[[ INPUT DATA, beginning ]]

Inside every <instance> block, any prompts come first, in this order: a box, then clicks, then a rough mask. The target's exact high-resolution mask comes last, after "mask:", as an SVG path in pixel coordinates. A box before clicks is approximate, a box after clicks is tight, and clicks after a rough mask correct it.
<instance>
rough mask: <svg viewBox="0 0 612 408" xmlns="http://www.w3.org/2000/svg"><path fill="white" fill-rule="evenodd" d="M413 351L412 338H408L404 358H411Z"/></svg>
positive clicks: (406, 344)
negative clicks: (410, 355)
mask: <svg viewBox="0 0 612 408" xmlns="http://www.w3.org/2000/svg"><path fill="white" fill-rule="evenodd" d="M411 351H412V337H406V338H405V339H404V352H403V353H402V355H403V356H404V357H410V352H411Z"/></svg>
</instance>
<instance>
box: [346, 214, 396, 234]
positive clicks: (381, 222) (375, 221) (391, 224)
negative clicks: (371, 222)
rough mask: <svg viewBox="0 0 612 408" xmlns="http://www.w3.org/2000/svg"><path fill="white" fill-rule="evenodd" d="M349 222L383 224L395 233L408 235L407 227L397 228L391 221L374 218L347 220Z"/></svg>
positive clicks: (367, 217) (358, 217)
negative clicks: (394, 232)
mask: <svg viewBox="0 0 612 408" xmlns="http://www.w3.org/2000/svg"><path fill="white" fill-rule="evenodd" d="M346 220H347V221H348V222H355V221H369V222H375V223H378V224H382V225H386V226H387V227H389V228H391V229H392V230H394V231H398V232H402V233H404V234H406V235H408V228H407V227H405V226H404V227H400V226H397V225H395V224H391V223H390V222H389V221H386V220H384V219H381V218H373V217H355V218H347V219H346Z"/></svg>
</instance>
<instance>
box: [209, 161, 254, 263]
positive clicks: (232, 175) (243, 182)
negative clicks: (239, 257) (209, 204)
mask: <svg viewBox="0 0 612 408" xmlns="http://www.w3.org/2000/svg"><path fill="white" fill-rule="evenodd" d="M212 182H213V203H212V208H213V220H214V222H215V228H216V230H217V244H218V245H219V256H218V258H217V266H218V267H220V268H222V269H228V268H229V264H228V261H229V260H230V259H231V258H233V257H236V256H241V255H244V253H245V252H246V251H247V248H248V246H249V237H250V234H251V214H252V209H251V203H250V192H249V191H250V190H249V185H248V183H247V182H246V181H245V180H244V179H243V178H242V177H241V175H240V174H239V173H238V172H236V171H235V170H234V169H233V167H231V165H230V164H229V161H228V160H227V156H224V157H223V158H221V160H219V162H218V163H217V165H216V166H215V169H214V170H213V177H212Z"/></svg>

[[ INPUT DATA, end ]]
[[ INPUT DATA, beginning ]]

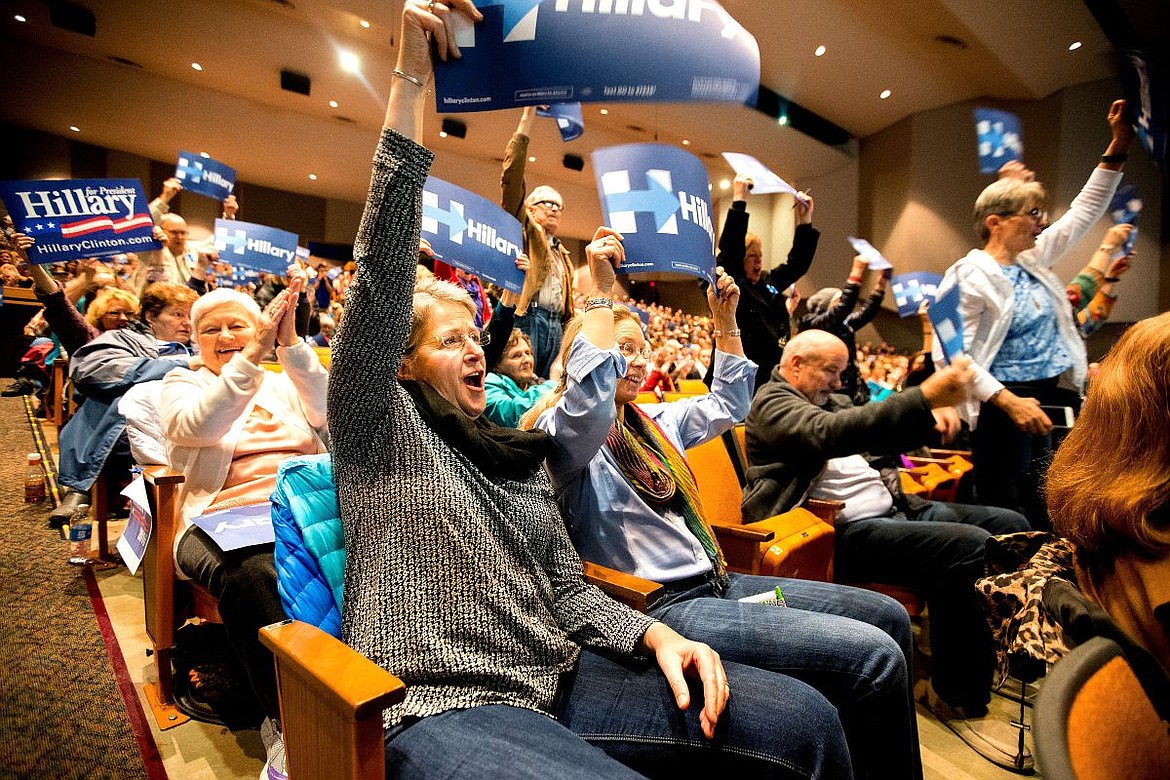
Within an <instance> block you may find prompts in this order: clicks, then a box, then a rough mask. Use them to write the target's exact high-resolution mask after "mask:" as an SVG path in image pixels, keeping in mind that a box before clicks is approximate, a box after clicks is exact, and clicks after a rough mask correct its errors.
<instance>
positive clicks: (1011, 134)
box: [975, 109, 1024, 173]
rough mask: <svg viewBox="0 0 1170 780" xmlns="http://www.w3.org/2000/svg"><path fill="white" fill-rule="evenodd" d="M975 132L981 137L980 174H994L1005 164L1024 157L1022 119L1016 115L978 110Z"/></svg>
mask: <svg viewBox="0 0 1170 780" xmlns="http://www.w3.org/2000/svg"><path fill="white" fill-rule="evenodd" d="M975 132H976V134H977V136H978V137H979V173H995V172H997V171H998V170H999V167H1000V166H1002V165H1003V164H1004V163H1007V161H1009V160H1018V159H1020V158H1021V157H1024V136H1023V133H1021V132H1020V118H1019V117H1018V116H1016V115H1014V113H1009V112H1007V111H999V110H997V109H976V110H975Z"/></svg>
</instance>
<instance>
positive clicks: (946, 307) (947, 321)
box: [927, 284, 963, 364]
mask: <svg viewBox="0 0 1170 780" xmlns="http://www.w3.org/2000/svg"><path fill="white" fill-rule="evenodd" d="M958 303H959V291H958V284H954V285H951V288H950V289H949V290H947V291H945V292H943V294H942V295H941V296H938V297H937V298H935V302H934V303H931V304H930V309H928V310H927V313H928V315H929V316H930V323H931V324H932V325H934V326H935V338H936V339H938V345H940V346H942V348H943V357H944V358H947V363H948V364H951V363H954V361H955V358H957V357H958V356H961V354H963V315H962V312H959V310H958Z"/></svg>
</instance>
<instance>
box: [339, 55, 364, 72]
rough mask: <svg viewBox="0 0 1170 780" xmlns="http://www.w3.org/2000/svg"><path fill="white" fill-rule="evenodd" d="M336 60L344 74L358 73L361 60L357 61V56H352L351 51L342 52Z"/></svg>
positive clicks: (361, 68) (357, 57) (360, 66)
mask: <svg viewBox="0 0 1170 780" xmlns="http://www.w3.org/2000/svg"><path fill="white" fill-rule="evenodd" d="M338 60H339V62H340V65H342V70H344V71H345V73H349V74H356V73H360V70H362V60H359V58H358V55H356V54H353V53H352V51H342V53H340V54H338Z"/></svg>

[[ INPUT DATA, end ]]
[[ INPUT DATA, beginning ]]

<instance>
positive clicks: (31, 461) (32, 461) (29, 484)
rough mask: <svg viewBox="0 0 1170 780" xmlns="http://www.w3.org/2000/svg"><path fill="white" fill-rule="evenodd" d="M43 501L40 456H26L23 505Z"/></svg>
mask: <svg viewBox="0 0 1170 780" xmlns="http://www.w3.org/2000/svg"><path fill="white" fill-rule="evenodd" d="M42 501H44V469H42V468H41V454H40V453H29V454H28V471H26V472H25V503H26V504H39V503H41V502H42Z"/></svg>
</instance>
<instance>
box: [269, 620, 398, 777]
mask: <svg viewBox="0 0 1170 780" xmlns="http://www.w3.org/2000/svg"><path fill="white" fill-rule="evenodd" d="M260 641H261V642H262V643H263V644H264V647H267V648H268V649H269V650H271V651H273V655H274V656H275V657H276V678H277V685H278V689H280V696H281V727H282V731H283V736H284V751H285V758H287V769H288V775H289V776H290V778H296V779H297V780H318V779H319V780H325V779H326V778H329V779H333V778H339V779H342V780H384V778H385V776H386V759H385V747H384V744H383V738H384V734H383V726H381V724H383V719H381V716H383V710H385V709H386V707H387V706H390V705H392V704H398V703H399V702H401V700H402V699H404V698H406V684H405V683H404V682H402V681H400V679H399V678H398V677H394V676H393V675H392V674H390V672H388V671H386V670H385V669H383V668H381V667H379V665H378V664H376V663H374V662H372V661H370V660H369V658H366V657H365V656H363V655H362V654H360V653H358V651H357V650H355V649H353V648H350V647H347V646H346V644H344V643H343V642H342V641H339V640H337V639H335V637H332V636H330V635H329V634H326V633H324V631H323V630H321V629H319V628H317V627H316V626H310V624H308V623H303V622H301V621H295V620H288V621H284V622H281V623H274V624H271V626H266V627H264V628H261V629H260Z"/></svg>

[[ INPUT DATA, end ]]

** TASK DIRECTIONS **
Show every line above where "block" is found.

** ANSWER TO THE PROBLEM **
Inside every <instance> block, any prompts come first, in this order: a box, then clicks, then a rough mask. The target's exact high-resolution mask comes last, after "mask:", as an SVG path in pixel coordinates. A box before clicks is approximate, a box after clicks is tight, and clicks after a rough mask correct it.
Within an <instance> block you may find prompts in this order: clicks, then a box, then a rough mask. Use them to write the target's exact high-resolution mask after "mask:" as an SVG path in image pixels, keeping in mind that a box before clicks is approximate, a box after clicks is exact, and clicks after a rough mask correct its errors.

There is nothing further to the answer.